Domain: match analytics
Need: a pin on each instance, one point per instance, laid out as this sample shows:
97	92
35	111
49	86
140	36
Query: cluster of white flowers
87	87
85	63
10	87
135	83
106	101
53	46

===============

### Task requirements
Rename "instance" to "object" everywhere in the material above, and reproduce every line with nothing else altered.

### Answer to this exercise
Domain: match analytics
Need: a pin on each object, one point per object, laid out as this sample shows:
97	92
35	111
49	86
140	36
Query: cluster of white flowers
87	87
85	63
10	87
135	83
106	101
53	46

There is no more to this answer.